Starting at the line with "of the side", transcribe each line through the final one, both included, and add nothing.

━━━ Data for processing ━━━

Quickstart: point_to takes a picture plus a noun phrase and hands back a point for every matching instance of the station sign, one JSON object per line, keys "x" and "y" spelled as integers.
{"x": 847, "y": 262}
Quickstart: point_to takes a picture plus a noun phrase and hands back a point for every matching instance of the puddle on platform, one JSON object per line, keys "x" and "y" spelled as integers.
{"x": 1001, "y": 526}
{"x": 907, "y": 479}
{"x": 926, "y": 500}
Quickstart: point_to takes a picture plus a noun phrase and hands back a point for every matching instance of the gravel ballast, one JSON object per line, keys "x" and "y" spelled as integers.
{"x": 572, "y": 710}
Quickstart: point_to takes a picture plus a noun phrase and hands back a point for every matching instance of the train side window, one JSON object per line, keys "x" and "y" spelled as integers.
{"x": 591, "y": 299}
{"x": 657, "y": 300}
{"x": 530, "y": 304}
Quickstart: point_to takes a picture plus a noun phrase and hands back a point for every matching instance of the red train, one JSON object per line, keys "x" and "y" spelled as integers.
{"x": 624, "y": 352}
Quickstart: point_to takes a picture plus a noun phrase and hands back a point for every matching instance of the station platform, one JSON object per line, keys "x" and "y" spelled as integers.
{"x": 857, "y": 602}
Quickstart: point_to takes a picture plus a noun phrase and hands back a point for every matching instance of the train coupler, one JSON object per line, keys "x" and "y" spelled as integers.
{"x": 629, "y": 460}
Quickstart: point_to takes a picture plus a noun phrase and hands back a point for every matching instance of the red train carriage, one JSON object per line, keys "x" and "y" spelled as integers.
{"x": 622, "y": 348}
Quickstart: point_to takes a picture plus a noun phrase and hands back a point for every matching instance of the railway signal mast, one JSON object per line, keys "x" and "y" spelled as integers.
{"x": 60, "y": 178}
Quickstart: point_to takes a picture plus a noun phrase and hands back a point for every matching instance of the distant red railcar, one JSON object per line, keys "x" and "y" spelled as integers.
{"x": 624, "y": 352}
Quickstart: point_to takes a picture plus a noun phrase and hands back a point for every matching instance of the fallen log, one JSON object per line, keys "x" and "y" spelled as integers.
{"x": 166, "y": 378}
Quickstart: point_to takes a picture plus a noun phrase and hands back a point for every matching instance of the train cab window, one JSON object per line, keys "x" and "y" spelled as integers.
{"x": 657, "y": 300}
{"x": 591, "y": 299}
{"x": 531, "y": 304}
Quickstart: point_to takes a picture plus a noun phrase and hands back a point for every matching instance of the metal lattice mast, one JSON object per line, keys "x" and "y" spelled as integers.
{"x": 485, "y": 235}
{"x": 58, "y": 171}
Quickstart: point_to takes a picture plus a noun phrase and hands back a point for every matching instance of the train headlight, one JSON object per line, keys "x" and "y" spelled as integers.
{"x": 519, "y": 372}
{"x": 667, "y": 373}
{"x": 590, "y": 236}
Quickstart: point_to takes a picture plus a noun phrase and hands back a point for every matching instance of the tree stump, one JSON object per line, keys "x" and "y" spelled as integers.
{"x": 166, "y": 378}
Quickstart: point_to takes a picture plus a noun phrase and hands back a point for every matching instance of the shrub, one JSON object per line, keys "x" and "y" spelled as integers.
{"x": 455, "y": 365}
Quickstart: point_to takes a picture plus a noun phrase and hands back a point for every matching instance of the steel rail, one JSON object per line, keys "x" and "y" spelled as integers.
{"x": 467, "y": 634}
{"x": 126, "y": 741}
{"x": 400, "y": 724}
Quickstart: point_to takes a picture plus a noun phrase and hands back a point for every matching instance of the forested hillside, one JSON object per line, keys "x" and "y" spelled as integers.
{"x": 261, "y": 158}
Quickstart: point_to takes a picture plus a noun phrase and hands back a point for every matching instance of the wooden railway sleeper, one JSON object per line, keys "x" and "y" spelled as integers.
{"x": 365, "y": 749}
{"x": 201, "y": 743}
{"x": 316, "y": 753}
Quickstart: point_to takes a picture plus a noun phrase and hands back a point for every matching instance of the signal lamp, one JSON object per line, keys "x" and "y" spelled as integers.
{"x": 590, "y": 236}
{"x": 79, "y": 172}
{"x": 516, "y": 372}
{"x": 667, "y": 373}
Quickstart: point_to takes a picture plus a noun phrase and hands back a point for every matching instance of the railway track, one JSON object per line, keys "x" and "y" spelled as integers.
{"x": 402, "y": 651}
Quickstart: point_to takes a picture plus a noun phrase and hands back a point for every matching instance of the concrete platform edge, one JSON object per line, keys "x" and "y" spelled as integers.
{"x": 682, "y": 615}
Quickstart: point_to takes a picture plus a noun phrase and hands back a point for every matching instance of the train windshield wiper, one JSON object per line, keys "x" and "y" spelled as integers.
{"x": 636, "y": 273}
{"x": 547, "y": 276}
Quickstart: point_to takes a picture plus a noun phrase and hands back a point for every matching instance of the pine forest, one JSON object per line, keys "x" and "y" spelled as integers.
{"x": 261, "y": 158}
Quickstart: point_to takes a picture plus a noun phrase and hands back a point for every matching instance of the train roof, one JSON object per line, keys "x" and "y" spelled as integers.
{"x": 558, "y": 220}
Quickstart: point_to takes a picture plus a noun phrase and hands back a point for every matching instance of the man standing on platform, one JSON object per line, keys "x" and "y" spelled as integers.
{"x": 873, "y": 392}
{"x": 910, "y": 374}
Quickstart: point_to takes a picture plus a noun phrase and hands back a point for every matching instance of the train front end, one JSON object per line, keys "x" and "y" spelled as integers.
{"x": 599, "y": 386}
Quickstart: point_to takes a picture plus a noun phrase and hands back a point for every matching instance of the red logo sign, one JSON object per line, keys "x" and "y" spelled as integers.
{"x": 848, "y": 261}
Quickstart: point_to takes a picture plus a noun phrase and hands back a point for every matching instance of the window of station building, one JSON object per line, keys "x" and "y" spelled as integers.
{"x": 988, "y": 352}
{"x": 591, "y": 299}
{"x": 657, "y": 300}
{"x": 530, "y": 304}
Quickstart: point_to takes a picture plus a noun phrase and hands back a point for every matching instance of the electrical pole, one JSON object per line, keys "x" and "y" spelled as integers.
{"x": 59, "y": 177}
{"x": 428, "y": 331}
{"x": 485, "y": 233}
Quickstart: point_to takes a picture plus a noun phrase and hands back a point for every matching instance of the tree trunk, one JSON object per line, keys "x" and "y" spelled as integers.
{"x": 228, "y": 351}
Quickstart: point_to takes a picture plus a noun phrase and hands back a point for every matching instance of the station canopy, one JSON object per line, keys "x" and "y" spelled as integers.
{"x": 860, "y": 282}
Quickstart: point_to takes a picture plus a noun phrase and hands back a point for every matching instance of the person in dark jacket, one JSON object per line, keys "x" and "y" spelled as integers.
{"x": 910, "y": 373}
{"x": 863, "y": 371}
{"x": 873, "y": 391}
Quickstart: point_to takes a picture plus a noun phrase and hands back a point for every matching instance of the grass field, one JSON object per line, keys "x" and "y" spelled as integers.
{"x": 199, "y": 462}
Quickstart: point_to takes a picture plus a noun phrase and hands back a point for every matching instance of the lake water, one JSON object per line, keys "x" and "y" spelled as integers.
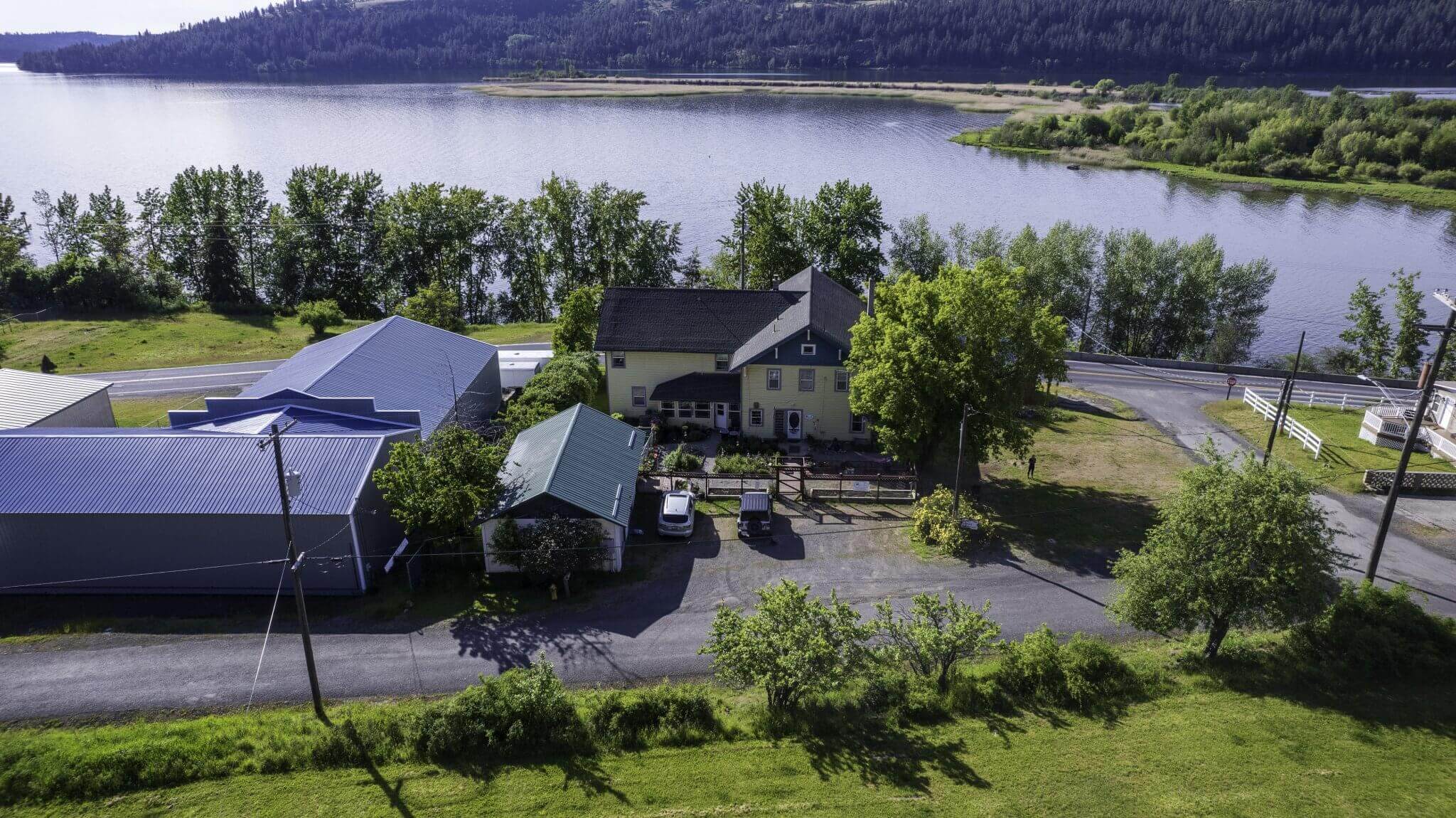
{"x": 689, "y": 154}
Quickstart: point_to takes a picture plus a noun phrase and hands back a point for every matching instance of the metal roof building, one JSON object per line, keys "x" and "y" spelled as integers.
{"x": 402, "y": 364}
{"x": 190, "y": 510}
{"x": 31, "y": 399}
{"x": 579, "y": 463}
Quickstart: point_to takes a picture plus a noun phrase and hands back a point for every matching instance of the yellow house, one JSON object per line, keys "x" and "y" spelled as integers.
{"x": 764, "y": 363}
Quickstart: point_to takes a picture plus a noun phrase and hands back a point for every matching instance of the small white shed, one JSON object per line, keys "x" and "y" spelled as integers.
{"x": 579, "y": 463}
{"x": 31, "y": 399}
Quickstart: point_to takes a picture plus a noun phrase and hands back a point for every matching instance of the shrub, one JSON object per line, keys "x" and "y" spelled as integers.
{"x": 1376, "y": 171}
{"x": 743, "y": 463}
{"x": 1094, "y": 674}
{"x": 1411, "y": 172}
{"x": 321, "y": 315}
{"x": 682, "y": 460}
{"x": 1085, "y": 673}
{"x": 658, "y": 715}
{"x": 933, "y": 527}
{"x": 1374, "y": 635}
{"x": 1443, "y": 179}
{"x": 520, "y": 712}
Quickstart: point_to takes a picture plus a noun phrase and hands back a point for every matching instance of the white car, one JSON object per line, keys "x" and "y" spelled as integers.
{"x": 676, "y": 516}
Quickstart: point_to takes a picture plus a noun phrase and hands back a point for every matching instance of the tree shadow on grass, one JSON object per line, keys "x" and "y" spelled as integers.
{"x": 1280, "y": 673}
{"x": 878, "y": 750}
{"x": 1081, "y": 528}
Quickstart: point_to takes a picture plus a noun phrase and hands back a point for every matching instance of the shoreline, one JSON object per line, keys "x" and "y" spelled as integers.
{"x": 985, "y": 98}
{"x": 1393, "y": 191}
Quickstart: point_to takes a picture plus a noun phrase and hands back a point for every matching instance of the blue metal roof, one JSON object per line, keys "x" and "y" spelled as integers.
{"x": 176, "y": 472}
{"x": 579, "y": 456}
{"x": 400, "y": 363}
{"x": 233, "y": 413}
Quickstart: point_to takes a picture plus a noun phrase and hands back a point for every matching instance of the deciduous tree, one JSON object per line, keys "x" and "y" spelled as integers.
{"x": 1241, "y": 545}
{"x": 936, "y": 634}
{"x": 793, "y": 645}
{"x": 439, "y": 487}
{"x": 963, "y": 339}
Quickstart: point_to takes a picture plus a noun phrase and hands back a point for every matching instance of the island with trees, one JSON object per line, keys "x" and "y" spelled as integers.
{"x": 1397, "y": 146}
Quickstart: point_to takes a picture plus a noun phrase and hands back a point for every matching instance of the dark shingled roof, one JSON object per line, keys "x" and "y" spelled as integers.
{"x": 825, "y": 307}
{"x": 665, "y": 319}
{"x": 721, "y": 388}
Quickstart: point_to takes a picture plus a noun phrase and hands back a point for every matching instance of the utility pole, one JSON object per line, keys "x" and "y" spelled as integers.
{"x": 1283, "y": 398}
{"x": 960, "y": 455}
{"x": 294, "y": 565}
{"x": 1413, "y": 431}
{"x": 743, "y": 253}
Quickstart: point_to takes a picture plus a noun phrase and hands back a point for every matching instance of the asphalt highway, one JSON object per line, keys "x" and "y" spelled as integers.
{"x": 648, "y": 631}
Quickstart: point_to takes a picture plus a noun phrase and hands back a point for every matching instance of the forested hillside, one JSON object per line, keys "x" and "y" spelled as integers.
{"x": 1042, "y": 36}
{"x": 12, "y": 46}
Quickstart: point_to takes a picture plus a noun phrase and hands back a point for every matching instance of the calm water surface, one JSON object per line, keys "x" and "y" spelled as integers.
{"x": 689, "y": 154}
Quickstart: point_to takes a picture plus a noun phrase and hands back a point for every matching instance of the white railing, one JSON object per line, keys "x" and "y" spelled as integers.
{"x": 1292, "y": 427}
{"x": 1311, "y": 398}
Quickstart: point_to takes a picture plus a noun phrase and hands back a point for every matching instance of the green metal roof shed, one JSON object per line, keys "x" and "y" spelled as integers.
{"x": 580, "y": 457}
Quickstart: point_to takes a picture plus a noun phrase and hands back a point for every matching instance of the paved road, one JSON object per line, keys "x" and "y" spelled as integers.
{"x": 643, "y": 631}
{"x": 141, "y": 383}
{"x": 1175, "y": 405}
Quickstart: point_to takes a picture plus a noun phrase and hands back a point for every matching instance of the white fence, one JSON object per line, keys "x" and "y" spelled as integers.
{"x": 1315, "y": 398}
{"x": 1292, "y": 427}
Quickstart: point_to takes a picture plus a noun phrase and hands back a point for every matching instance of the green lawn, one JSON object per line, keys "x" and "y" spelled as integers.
{"x": 1344, "y": 457}
{"x": 1100, "y": 474}
{"x": 139, "y": 342}
{"x": 1401, "y": 191}
{"x": 1201, "y": 747}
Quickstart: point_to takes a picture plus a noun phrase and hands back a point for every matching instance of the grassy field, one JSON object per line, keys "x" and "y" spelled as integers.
{"x": 1100, "y": 474}
{"x": 1004, "y": 98}
{"x": 139, "y": 342}
{"x": 1203, "y": 745}
{"x": 1344, "y": 457}
{"x": 1400, "y": 191}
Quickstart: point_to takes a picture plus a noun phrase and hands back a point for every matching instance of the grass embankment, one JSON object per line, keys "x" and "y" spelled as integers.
{"x": 1115, "y": 158}
{"x": 1100, "y": 474}
{"x": 1204, "y": 744}
{"x": 1014, "y": 98}
{"x": 140, "y": 342}
{"x": 1343, "y": 459}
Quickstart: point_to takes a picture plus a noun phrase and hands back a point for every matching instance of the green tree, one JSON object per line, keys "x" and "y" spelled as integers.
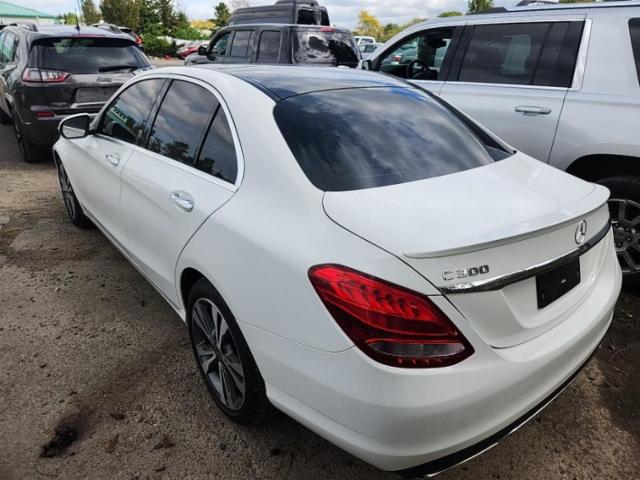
{"x": 368, "y": 25}
{"x": 90, "y": 13}
{"x": 221, "y": 14}
{"x": 477, "y": 6}
{"x": 450, "y": 13}
{"x": 150, "y": 21}
{"x": 69, "y": 18}
{"x": 389, "y": 30}
{"x": 121, "y": 12}
{"x": 168, "y": 16}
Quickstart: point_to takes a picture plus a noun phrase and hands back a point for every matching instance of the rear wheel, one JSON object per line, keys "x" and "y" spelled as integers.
{"x": 624, "y": 207}
{"x": 223, "y": 357}
{"x": 74, "y": 210}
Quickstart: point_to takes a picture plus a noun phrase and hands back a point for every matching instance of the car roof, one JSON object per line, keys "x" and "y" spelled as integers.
{"x": 303, "y": 26}
{"x": 44, "y": 31}
{"x": 532, "y": 10}
{"x": 280, "y": 82}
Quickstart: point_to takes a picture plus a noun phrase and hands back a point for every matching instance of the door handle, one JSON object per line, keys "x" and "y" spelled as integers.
{"x": 182, "y": 200}
{"x": 112, "y": 159}
{"x": 532, "y": 110}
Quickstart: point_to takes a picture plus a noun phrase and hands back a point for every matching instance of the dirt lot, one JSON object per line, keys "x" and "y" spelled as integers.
{"x": 86, "y": 343}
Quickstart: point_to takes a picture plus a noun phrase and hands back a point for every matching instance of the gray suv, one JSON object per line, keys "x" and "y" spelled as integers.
{"x": 48, "y": 73}
{"x": 559, "y": 82}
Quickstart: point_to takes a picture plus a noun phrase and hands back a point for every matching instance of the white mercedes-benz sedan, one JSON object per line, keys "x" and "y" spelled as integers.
{"x": 350, "y": 249}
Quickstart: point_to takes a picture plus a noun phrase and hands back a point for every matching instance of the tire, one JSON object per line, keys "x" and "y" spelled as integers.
{"x": 73, "y": 207}
{"x": 245, "y": 402}
{"x": 624, "y": 208}
{"x": 5, "y": 119}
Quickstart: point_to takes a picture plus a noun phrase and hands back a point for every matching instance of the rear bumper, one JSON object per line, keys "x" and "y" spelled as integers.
{"x": 424, "y": 421}
{"x": 442, "y": 464}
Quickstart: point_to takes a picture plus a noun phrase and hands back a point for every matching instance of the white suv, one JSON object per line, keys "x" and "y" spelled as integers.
{"x": 559, "y": 82}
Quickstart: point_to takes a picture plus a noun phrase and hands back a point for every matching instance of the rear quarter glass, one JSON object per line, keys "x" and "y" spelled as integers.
{"x": 634, "y": 28}
{"x": 371, "y": 137}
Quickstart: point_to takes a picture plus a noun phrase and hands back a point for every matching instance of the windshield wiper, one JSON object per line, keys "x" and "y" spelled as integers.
{"x": 115, "y": 68}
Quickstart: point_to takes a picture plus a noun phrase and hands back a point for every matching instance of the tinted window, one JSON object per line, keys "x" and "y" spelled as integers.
{"x": 503, "y": 53}
{"x": 180, "y": 123}
{"x": 218, "y": 155}
{"x": 8, "y": 48}
{"x": 426, "y": 51}
{"x": 325, "y": 47}
{"x": 126, "y": 118}
{"x": 88, "y": 55}
{"x": 634, "y": 27}
{"x": 241, "y": 43}
{"x": 220, "y": 47}
{"x": 371, "y": 137}
{"x": 269, "y": 48}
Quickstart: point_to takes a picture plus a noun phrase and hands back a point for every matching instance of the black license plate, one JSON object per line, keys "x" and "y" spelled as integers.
{"x": 554, "y": 284}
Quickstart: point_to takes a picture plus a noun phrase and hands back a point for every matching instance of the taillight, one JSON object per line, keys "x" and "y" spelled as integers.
{"x": 389, "y": 323}
{"x": 44, "y": 76}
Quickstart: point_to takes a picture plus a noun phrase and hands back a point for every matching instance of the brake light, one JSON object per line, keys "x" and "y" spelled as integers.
{"x": 389, "y": 323}
{"x": 44, "y": 76}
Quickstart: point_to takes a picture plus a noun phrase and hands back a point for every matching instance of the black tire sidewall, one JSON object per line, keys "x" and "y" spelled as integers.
{"x": 624, "y": 187}
{"x": 255, "y": 397}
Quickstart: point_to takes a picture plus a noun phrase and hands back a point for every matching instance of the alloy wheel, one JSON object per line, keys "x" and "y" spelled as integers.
{"x": 217, "y": 354}
{"x": 67, "y": 191}
{"x": 625, "y": 221}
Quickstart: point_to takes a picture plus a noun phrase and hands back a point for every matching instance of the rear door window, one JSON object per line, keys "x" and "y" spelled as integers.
{"x": 269, "y": 46}
{"x": 540, "y": 53}
{"x": 88, "y": 55}
{"x": 218, "y": 155}
{"x": 220, "y": 47}
{"x": 503, "y": 53}
{"x": 241, "y": 46}
{"x": 127, "y": 116}
{"x": 181, "y": 121}
{"x": 8, "y": 49}
{"x": 634, "y": 27}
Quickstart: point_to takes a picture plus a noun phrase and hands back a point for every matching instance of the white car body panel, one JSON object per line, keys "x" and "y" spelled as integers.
{"x": 255, "y": 242}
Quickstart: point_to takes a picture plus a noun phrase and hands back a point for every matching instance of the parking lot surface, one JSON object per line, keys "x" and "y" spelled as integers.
{"x": 87, "y": 344}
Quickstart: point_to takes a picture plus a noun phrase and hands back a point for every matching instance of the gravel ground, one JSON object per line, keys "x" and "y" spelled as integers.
{"x": 87, "y": 344}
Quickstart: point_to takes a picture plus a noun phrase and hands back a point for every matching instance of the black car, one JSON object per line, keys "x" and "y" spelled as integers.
{"x": 280, "y": 43}
{"x": 47, "y": 73}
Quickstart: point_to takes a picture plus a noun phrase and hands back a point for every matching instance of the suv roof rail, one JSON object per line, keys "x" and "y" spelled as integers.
{"x": 28, "y": 25}
{"x": 537, "y": 5}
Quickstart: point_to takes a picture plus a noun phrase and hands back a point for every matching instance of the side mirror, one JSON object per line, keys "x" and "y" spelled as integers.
{"x": 75, "y": 126}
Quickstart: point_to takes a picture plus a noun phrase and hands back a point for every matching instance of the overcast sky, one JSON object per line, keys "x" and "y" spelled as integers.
{"x": 343, "y": 13}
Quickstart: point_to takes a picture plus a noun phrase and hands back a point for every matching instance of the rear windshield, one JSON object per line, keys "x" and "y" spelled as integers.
{"x": 87, "y": 55}
{"x": 372, "y": 137}
{"x": 325, "y": 47}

━━━

Full response »
Quickstart: point_to takes a picture plus a noun phrase and hands back a point for every matching instance of the side mirror, one JSON object per line, keys "x" and "y" spelled as integers.
{"x": 75, "y": 126}
Quickstart: point_to takes a picture plus a noun phrase and hands back a point for every matching instance of the overcast sky, one JSON object per line, keys "x" and "y" spelled as integers.
{"x": 343, "y": 13}
Quickstart: point_to takes a picture plus a noun phrase and hands back a point for every matching instance of the rear windshield, one JSON object per line, keys "x" and "y" spelled as integers.
{"x": 87, "y": 55}
{"x": 372, "y": 137}
{"x": 325, "y": 47}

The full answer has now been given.